BEGIN Entries supplied

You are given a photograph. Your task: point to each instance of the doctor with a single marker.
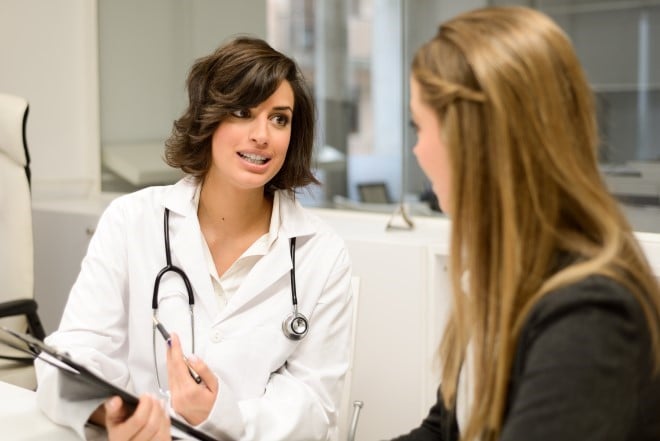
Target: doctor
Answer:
(254, 290)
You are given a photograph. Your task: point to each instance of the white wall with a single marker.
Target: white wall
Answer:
(48, 53)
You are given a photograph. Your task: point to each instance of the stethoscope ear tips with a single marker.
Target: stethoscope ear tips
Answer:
(295, 326)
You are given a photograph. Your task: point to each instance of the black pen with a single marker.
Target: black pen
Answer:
(168, 339)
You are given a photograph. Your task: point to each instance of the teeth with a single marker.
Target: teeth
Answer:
(255, 159)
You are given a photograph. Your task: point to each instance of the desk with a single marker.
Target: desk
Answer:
(21, 419)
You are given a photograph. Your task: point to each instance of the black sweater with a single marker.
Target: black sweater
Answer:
(582, 371)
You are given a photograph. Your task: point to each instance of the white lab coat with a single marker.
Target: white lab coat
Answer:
(271, 388)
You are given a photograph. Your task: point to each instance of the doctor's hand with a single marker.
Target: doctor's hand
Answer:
(191, 400)
(149, 420)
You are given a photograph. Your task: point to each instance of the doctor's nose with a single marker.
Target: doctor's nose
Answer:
(259, 133)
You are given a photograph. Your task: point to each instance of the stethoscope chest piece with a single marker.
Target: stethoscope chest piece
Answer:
(295, 326)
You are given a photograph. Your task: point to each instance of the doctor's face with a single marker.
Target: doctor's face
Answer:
(430, 149)
(249, 147)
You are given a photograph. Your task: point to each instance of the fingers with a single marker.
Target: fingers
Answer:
(191, 400)
(149, 421)
(177, 371)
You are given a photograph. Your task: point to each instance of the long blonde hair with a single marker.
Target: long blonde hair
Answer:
(519, 121)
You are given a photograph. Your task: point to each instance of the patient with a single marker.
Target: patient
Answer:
(554, 332)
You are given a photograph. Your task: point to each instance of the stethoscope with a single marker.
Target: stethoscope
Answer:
(294, 326)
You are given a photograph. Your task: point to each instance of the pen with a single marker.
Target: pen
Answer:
(168, 339)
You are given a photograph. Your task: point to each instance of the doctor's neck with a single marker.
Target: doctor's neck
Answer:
(234, 211)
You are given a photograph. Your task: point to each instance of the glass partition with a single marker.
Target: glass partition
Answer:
(356, 54)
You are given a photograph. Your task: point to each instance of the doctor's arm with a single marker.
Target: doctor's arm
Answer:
(301, 399)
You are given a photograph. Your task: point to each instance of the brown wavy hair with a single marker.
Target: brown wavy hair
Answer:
(238, 75)
(519, 120)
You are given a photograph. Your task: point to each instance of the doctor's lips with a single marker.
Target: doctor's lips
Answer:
(168, 339)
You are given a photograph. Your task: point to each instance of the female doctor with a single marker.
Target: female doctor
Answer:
(254, 290)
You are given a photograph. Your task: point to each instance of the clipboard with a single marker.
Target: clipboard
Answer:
(83, 383)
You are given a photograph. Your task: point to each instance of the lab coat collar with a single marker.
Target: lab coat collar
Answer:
(187, 247)
(186, 241)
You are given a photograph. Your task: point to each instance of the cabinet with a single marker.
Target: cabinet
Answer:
(404, 293)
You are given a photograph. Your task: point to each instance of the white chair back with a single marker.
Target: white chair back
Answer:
(16, 240)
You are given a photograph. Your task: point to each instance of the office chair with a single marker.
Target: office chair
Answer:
(18, 309)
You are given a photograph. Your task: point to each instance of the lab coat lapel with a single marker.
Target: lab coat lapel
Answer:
(277, 263)
(267, 271)
(186, 243)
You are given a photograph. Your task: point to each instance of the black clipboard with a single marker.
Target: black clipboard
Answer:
(83, 384)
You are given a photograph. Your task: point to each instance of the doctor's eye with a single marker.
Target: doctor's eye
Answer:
(241, 113)
(281, 119)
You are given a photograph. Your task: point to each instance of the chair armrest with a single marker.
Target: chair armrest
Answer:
(28, 308)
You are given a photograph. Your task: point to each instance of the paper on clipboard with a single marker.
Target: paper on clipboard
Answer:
(82, 383)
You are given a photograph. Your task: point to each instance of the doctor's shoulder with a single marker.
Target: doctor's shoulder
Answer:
(135, 207)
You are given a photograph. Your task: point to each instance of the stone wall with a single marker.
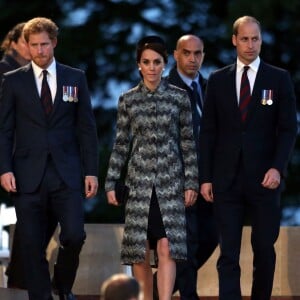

END Entries supplied

# Aim of the task
Nothing but a number is expected here: the number of lines in the entries that include the word "fingers".

# Response
2